## EXERCISE BRIEF
Please print exactly the line containing "# point at: green corrugated" and every line after it to the end of the records below, and nothing more.

## Image point grounding data
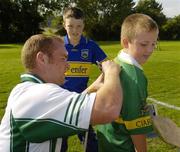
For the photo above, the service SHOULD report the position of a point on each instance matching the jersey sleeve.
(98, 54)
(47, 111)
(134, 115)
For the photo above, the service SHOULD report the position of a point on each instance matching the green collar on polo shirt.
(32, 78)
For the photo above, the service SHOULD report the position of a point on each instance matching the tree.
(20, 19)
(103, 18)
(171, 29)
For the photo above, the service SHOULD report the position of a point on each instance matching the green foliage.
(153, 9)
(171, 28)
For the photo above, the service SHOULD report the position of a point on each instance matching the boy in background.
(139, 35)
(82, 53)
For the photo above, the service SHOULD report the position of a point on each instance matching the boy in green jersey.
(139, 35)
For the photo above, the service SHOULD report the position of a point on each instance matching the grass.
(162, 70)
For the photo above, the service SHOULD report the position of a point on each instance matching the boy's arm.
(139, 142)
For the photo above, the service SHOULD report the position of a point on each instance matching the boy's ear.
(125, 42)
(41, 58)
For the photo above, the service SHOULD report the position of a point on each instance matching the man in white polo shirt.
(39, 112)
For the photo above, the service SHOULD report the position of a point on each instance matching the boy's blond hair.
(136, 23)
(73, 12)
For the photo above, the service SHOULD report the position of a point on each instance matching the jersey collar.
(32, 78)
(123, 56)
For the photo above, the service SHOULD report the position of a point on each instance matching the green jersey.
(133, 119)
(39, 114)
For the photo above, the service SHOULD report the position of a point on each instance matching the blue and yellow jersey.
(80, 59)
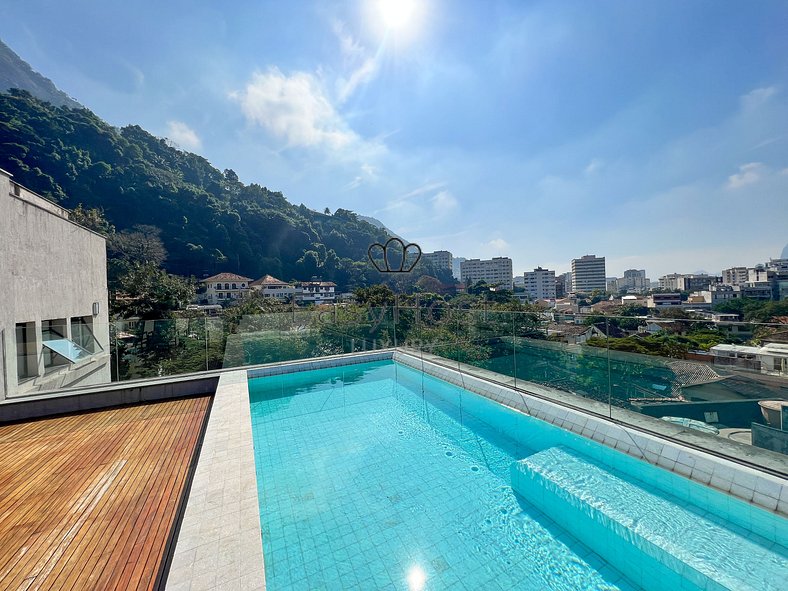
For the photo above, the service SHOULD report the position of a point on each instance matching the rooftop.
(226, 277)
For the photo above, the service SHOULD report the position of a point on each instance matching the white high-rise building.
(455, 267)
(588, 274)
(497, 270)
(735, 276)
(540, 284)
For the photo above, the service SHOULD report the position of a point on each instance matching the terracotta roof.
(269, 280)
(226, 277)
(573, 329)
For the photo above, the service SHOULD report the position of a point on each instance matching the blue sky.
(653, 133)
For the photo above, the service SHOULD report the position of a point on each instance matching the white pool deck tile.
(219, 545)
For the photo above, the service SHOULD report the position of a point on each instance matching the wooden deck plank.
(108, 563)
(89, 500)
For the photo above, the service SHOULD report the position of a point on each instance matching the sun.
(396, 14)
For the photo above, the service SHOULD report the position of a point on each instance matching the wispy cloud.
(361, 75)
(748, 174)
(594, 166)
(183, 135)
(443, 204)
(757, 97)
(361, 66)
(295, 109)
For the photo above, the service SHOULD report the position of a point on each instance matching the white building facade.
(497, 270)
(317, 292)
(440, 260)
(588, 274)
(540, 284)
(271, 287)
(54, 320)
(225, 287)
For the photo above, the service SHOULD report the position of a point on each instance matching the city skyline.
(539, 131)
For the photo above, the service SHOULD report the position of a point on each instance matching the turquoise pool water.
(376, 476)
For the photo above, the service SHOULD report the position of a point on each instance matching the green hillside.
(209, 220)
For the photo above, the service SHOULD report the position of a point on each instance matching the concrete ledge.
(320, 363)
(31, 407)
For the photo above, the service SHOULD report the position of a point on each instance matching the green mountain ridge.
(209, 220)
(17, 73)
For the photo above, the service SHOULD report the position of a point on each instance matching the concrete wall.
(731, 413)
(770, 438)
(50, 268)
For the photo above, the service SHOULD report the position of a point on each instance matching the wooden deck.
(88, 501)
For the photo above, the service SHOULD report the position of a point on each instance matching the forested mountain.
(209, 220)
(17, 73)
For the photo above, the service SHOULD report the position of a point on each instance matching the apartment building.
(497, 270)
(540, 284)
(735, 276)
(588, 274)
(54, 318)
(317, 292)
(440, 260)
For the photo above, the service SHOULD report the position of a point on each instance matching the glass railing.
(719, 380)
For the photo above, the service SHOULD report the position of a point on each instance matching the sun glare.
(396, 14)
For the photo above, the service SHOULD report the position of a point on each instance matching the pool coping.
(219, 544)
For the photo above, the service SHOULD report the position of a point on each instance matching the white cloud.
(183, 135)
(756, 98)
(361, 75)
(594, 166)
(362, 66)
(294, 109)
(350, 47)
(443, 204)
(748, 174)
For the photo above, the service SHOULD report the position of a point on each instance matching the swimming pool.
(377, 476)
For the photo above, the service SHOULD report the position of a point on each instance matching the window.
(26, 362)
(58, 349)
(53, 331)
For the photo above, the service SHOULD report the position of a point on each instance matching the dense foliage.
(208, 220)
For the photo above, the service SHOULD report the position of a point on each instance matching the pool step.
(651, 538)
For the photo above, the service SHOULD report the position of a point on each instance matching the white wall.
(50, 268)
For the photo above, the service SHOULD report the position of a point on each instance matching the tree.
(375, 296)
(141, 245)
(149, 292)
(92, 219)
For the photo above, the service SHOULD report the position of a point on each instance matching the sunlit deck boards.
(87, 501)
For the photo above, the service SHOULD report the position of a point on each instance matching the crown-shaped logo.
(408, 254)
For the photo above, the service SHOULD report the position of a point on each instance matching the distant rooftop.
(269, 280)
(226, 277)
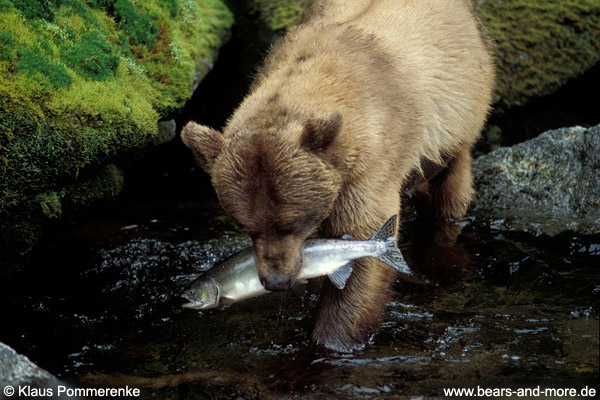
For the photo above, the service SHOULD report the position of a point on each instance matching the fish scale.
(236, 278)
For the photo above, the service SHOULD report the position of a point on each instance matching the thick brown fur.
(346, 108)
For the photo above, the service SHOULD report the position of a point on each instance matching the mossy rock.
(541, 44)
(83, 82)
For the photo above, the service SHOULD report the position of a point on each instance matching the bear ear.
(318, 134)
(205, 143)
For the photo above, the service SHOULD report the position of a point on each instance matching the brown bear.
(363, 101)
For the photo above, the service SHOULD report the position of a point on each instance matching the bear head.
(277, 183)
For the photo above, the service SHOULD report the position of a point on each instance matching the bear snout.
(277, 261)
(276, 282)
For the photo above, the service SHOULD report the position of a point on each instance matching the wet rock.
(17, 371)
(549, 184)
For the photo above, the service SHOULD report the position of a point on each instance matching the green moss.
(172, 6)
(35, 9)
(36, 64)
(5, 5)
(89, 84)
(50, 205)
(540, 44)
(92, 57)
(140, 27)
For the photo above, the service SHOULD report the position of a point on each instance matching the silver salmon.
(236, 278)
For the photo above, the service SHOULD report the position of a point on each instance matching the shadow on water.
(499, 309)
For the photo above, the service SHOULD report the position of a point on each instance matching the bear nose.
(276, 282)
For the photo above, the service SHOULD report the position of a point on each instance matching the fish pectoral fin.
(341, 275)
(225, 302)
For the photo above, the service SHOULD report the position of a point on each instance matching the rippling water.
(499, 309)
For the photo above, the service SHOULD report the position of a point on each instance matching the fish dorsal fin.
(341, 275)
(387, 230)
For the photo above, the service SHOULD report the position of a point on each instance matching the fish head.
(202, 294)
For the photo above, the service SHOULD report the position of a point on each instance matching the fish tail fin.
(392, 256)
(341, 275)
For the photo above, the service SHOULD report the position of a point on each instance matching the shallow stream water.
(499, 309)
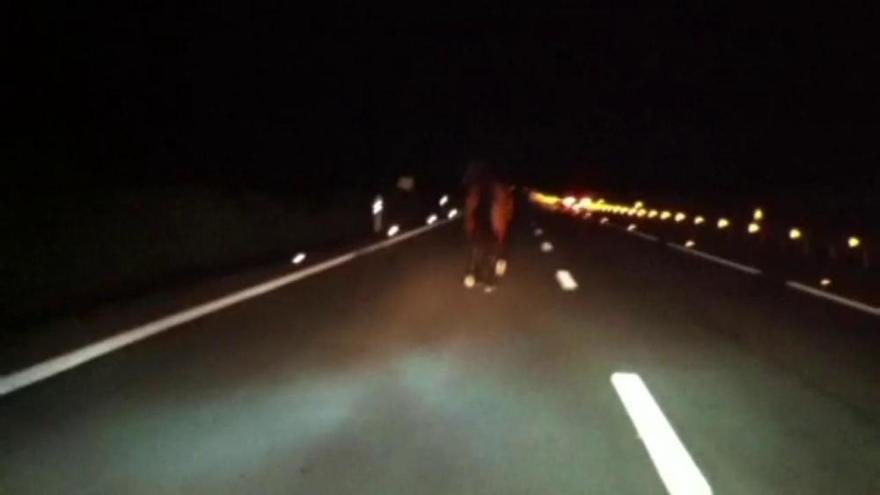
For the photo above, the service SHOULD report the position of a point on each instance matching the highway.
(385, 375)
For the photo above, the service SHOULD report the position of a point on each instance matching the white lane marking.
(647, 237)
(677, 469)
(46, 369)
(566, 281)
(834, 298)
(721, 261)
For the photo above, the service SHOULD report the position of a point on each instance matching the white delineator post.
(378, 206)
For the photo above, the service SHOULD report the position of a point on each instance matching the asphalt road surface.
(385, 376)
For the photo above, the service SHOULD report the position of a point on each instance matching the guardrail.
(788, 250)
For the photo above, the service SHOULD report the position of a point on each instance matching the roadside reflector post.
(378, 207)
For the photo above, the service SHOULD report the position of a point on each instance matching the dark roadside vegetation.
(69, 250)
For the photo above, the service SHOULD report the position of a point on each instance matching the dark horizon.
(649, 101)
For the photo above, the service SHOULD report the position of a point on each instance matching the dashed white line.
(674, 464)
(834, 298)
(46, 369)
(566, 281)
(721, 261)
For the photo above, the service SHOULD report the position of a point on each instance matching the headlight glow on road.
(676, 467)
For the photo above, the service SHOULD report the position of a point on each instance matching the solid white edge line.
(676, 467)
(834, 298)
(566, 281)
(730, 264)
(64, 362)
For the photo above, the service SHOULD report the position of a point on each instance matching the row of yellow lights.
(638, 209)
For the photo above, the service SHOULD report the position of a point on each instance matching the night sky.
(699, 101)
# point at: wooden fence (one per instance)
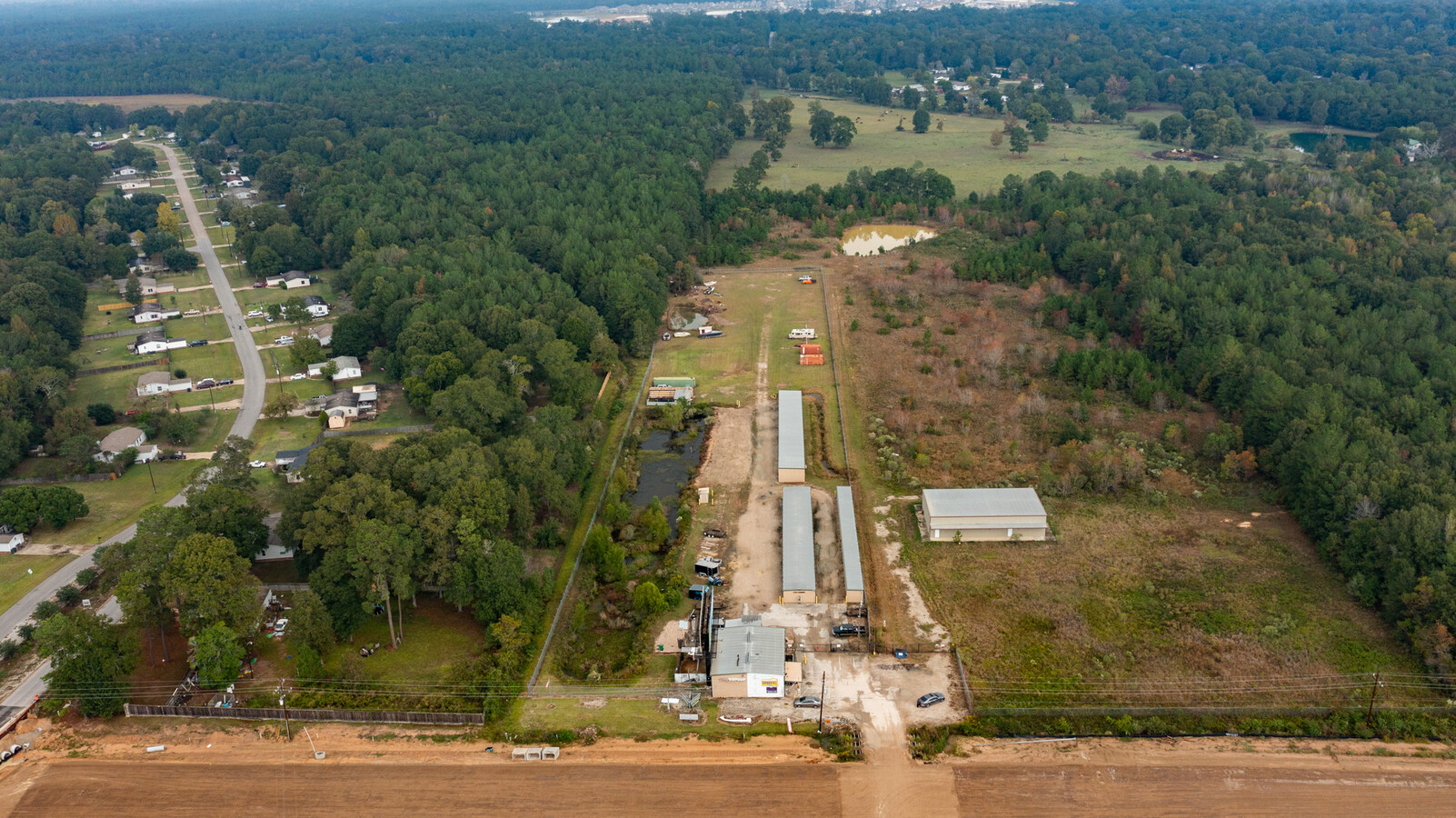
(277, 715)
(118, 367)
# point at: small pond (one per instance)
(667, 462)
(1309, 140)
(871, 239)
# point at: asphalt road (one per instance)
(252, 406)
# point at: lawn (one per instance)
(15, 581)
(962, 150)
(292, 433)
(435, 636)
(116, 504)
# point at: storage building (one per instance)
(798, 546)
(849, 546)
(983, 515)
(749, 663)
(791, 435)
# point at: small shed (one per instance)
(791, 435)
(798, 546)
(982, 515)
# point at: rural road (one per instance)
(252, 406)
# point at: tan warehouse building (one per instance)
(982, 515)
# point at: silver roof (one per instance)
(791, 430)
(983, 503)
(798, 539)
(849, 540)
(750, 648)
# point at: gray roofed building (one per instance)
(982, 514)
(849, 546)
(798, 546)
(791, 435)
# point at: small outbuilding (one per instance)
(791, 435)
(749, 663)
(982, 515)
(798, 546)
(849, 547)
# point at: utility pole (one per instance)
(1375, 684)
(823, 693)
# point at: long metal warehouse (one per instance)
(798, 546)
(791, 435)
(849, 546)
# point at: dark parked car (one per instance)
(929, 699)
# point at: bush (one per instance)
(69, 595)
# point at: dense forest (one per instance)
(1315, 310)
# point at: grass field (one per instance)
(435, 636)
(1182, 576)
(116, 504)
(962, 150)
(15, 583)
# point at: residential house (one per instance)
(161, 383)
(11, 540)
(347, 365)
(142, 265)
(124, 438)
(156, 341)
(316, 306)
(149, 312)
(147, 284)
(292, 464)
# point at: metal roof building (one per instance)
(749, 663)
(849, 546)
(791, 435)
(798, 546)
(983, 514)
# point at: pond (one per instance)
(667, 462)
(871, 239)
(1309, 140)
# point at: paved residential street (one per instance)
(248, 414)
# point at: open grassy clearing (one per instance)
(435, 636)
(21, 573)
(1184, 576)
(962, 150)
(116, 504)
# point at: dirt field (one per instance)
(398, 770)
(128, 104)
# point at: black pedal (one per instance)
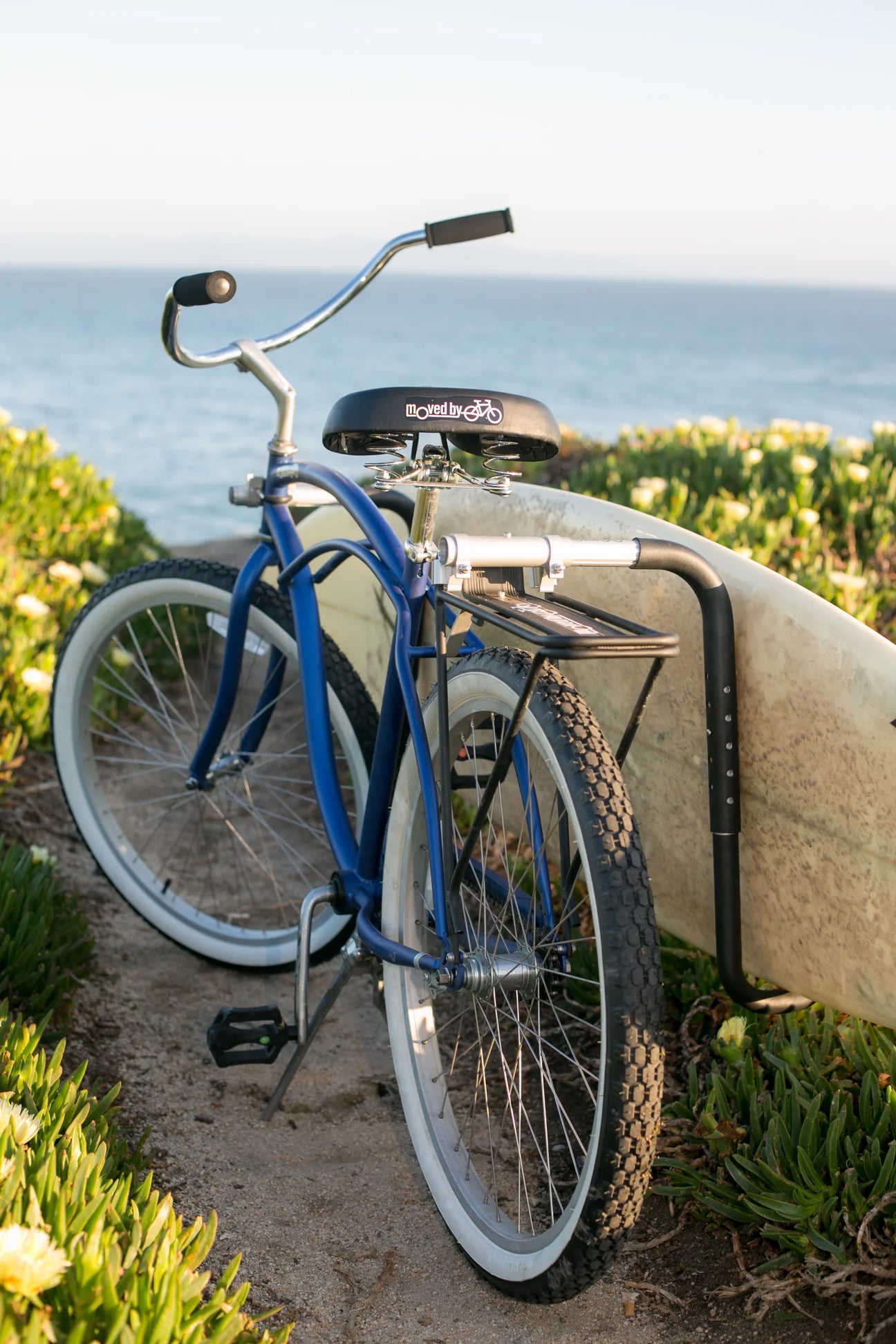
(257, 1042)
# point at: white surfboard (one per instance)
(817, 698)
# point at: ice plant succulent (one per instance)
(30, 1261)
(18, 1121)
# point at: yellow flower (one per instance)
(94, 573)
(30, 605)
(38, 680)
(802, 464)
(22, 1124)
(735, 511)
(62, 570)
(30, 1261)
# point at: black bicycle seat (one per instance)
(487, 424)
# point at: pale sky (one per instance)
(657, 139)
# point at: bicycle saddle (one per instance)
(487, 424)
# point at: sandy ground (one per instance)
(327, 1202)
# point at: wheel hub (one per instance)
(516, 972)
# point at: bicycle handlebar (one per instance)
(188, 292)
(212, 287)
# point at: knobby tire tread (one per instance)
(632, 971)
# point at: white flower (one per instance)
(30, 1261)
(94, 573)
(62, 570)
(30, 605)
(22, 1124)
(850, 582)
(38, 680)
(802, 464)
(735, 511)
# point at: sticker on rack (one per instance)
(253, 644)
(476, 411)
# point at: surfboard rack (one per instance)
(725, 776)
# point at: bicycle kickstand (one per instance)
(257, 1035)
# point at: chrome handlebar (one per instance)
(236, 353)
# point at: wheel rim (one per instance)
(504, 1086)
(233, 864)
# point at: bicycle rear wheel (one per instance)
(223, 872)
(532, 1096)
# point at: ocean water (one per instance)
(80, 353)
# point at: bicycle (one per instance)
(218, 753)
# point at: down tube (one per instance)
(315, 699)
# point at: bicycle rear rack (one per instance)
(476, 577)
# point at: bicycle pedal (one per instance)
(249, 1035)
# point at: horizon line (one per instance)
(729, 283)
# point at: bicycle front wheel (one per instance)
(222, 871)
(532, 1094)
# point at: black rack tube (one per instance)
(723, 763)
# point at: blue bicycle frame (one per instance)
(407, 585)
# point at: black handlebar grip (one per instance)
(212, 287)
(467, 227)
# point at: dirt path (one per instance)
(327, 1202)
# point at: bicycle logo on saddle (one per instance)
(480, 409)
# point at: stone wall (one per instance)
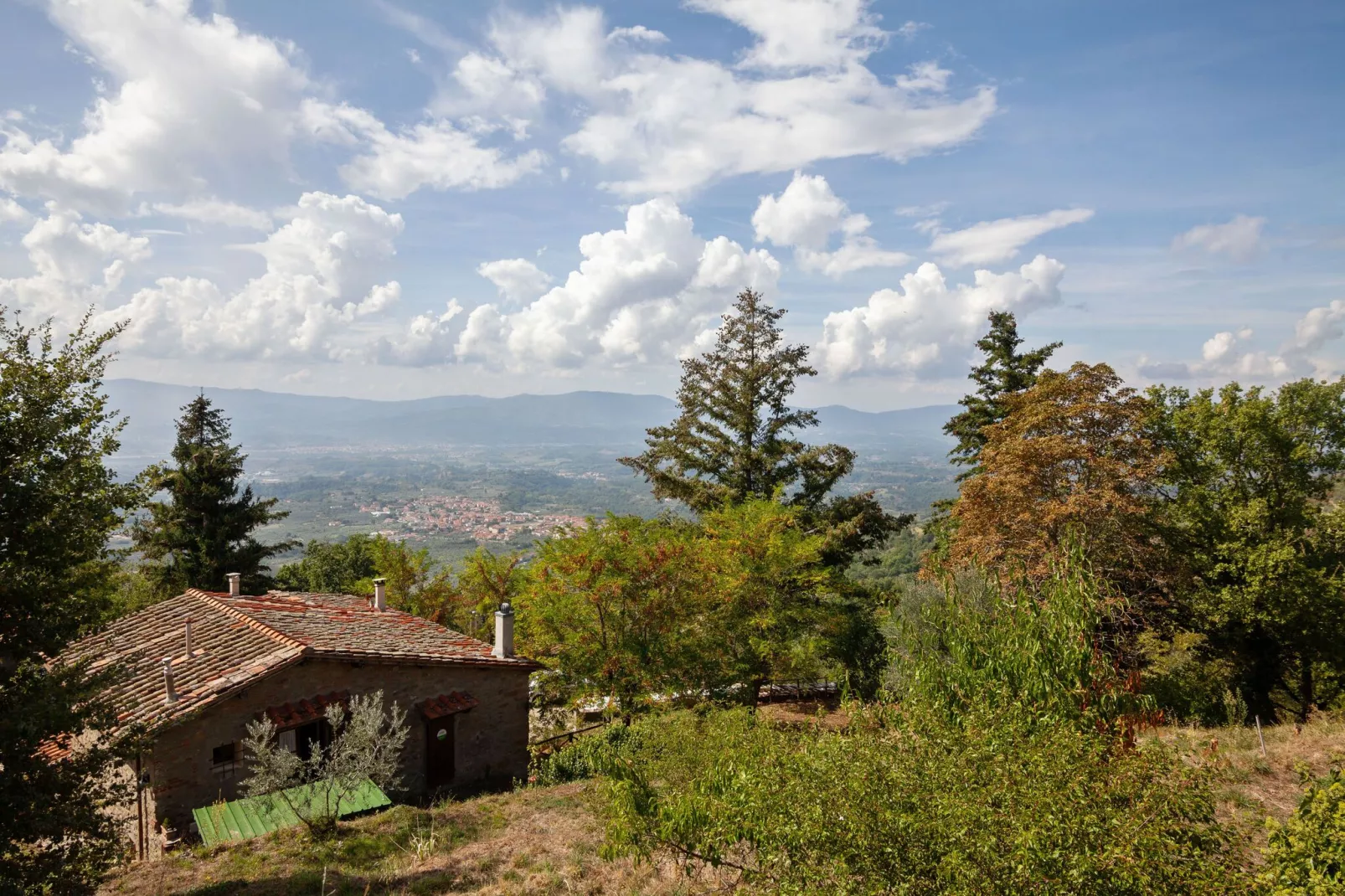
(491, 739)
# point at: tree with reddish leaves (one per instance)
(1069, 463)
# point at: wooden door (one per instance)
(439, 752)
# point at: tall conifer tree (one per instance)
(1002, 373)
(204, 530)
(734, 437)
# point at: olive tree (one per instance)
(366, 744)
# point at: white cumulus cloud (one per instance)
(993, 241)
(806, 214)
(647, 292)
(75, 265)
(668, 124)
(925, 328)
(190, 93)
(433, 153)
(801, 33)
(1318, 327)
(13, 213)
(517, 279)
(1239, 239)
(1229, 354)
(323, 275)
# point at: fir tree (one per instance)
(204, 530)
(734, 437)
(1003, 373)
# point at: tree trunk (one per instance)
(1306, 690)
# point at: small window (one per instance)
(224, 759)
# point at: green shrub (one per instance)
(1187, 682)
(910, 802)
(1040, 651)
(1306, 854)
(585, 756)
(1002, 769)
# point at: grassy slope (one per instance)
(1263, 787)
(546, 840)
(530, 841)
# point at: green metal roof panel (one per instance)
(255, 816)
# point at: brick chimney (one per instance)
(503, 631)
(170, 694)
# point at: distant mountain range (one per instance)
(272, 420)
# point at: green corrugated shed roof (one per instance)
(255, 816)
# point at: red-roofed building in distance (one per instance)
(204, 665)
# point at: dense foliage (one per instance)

## EXERCISE OUTPUT
# point at: green corrugated shed roof (one per instance)
(255, 816)
# point at: red-roofed building in distance (one per instance)
(204, 665)
# point at: dense foliage (one per instance)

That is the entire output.